Given exercise: Locate the line that contains "Locate every instance of the blurred", then copy it and all later lines of the data below exactly, through the last one.

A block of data
'''

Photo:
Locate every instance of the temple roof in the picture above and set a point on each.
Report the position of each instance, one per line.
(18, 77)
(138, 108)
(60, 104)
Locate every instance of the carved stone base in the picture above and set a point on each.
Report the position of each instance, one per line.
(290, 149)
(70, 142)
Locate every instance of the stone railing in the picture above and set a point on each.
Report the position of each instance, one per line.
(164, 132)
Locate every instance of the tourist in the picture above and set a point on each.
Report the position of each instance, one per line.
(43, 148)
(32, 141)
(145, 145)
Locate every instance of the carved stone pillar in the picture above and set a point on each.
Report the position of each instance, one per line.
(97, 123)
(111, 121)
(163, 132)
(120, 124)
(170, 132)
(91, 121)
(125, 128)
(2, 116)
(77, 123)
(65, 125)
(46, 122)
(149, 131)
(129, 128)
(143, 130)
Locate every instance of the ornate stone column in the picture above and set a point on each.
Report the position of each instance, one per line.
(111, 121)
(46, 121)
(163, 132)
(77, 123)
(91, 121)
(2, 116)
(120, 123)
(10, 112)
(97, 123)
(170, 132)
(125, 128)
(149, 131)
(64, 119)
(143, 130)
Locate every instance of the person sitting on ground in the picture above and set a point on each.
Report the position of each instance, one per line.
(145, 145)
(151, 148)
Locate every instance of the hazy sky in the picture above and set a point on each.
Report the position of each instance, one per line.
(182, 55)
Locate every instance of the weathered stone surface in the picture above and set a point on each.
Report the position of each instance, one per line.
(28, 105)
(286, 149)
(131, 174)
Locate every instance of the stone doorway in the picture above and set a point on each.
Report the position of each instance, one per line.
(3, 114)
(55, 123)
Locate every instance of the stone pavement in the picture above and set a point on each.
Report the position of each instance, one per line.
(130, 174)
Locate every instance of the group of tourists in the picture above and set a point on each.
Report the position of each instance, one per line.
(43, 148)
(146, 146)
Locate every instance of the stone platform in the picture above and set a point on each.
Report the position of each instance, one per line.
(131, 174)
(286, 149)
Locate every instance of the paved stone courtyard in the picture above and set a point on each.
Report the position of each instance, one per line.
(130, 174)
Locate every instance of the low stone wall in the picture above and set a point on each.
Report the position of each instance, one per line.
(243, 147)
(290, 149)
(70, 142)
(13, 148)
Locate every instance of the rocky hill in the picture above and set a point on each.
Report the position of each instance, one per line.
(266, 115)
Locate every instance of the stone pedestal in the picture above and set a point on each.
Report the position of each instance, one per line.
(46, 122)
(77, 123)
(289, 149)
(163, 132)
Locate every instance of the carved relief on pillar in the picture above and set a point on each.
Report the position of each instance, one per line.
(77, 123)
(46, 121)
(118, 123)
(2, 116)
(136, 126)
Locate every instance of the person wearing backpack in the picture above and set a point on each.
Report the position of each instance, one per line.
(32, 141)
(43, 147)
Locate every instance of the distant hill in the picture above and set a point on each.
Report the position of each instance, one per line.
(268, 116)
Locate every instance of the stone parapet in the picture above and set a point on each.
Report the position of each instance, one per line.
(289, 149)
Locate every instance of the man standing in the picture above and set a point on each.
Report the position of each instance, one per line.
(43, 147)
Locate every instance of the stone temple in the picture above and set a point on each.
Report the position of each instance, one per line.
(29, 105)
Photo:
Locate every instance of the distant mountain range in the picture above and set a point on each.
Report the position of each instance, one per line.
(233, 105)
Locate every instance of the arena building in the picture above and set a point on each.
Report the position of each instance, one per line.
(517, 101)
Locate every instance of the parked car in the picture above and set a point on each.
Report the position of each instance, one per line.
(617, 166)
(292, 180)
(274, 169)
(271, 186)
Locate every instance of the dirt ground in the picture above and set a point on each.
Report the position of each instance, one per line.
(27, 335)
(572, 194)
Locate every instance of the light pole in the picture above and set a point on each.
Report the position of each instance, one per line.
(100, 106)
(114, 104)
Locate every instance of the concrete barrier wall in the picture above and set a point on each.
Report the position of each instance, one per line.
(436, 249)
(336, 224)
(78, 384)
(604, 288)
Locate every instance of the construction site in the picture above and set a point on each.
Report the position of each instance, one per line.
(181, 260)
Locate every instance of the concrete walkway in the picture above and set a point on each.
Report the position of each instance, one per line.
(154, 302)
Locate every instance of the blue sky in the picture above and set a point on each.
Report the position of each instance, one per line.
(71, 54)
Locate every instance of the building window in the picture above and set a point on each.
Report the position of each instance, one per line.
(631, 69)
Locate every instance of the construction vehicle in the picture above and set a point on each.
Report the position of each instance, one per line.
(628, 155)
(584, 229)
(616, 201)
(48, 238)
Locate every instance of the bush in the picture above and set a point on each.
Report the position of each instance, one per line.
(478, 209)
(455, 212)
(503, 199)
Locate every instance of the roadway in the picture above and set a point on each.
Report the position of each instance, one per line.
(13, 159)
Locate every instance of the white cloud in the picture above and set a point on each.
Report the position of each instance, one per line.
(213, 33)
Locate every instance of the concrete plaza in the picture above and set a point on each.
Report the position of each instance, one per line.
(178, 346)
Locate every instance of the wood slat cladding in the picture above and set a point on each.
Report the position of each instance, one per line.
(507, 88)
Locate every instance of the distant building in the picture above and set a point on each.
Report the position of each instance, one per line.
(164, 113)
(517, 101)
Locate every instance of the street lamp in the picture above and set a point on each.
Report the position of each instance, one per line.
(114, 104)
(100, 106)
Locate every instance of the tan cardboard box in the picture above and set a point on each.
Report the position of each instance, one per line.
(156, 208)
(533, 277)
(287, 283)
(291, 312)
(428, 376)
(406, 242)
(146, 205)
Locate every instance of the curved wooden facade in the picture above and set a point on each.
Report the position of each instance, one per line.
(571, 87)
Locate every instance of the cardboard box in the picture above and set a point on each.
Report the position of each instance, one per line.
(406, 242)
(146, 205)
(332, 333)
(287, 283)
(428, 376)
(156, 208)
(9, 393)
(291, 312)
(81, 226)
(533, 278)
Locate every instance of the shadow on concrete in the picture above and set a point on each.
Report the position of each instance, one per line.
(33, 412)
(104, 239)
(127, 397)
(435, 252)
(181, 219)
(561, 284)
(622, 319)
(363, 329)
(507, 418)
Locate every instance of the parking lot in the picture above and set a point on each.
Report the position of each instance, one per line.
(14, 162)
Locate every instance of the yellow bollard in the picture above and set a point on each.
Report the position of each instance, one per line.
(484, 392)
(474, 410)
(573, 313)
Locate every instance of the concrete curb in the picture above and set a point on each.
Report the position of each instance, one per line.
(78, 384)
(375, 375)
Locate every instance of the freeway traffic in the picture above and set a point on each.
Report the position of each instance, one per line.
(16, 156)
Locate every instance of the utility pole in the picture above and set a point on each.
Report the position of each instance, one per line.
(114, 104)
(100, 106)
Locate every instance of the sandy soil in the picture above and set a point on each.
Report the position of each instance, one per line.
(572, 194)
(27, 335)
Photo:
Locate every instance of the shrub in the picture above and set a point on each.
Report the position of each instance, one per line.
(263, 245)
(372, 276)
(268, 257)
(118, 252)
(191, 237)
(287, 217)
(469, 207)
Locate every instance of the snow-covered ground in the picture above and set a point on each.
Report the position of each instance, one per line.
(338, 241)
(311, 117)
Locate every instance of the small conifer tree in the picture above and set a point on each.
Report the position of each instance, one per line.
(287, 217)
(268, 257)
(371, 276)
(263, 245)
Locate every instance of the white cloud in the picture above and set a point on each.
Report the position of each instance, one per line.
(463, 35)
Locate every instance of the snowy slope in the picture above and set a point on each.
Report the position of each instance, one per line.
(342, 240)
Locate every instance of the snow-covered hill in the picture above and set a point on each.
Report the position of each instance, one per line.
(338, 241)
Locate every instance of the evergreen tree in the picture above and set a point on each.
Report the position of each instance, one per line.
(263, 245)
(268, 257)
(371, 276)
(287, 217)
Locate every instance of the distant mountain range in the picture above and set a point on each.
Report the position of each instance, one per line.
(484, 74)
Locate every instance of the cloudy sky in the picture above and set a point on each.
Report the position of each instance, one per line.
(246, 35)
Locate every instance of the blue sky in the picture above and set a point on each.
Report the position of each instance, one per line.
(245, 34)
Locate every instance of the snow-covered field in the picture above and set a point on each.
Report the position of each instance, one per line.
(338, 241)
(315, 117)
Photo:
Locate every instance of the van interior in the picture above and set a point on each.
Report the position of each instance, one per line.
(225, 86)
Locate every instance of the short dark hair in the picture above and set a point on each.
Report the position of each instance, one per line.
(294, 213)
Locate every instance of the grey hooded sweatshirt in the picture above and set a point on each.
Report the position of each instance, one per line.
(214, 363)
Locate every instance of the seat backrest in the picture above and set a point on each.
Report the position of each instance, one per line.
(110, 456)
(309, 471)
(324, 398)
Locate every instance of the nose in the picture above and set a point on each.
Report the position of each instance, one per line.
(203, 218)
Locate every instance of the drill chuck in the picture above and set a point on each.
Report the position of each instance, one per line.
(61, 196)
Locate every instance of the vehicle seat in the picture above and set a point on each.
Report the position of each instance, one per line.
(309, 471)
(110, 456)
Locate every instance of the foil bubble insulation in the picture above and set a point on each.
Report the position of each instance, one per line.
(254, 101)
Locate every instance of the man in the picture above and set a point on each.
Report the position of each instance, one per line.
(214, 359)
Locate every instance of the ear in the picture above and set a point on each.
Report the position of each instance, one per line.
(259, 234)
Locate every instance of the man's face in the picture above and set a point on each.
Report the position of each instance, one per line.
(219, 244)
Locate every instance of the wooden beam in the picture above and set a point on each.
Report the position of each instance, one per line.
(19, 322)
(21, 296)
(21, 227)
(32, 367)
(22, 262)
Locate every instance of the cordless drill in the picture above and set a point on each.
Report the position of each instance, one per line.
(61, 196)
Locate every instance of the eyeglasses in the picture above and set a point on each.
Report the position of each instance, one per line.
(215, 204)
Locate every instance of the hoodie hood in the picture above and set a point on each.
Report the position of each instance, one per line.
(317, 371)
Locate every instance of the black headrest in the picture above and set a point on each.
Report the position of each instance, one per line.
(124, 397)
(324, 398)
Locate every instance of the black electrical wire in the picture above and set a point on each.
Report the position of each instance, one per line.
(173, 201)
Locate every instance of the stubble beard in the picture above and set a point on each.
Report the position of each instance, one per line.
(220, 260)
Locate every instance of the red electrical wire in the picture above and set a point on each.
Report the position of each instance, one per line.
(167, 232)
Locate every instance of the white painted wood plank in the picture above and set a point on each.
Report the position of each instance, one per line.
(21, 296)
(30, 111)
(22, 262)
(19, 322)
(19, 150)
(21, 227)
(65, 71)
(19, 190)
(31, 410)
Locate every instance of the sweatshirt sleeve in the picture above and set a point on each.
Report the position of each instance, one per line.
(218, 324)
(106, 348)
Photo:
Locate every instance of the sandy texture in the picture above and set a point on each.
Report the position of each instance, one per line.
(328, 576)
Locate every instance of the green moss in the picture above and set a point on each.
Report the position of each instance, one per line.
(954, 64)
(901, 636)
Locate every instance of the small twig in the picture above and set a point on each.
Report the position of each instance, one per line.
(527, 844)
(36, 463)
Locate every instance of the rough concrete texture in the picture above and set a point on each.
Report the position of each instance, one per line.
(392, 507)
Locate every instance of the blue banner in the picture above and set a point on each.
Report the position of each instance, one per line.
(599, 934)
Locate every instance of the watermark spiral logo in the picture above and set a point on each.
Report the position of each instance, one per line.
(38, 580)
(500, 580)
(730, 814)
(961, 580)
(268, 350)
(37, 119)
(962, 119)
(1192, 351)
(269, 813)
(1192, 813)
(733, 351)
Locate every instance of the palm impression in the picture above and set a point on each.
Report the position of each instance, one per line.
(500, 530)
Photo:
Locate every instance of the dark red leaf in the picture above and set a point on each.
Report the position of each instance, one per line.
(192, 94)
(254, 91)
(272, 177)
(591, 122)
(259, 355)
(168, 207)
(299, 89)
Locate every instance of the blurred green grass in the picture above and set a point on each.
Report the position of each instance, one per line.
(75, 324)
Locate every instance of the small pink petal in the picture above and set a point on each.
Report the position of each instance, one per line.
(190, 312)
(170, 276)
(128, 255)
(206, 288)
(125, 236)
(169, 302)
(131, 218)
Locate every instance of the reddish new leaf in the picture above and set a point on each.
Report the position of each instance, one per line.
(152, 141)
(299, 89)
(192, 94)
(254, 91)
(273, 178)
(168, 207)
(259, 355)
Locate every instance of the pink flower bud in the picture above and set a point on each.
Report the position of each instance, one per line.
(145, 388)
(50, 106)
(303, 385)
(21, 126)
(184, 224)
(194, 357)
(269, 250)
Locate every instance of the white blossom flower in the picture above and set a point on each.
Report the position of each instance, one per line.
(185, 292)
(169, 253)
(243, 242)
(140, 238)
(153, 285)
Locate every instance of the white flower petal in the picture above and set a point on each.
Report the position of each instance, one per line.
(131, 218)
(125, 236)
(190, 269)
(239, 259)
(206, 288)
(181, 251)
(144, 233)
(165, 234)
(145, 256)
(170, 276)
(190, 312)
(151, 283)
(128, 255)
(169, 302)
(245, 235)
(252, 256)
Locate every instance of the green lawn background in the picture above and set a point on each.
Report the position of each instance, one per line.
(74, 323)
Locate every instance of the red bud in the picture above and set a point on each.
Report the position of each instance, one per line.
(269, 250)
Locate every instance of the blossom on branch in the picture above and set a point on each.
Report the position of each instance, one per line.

'''

Correct answer:
Locate every instance of the blurred green grass in the picture above and set a point on each.
Report the position of each instance, one per line.
(75, 324)
Locate every instance of the small pink petal in the picture above and set a point on each.
Report the position of each instance, one per line.
(190, 312)
(170, 276)
(128, 255)
(206, 288)
(125, 236)
(169, 302)
(131, 218)
Locate every instance of the reddish new leaf in the picture above and set a point on each.
Report the position of each instance, one per line.
(152, 141)
(299, 89)
(192, 94)
(254, 91)
(273, 178)
(168, 207)
(259, 355)
Locate every instance of the pink flower bud in the picture above and set a point on each.
Report the position of each instance, one per line.
(145, 388)
(50, 106)
(303, 385)
(21, 126)
(184, 224)
(194, 357)
(269, 250)
Locate every instance of the white blossom flower in the picture above and set a point on each.
Report the position of each instance, one per line.
(185, 292)
(169, 253)
(243, 242)
(140, 238)
(153, 285)
Locate every instance of the white flower petal in the picture above and set a point on each.
Report the position of each instance, one per line.
(131, 218)
(125, 236)
(190, 269)
(239, 259)
(206, 288)
(181, 251)
(144, 233)
(165, 234)
(145, 256)
(170, 276)
(190, 312)
(151, 283)
(128, 255)
(169, 302)
(245, 235)
(252, 256)
Locate every instance of the green lawn background in the picture above and set a point on each.
Report the position of each instance, one per line.
(74, 323)
Locate every instance of the red bud in the picture above and set a point on each.
Report the position of each instance, one per line.
(269, 250)
Locate every instance of the blossom on branch in the picture above and set a point on each.
Report the position of each instance, one per line.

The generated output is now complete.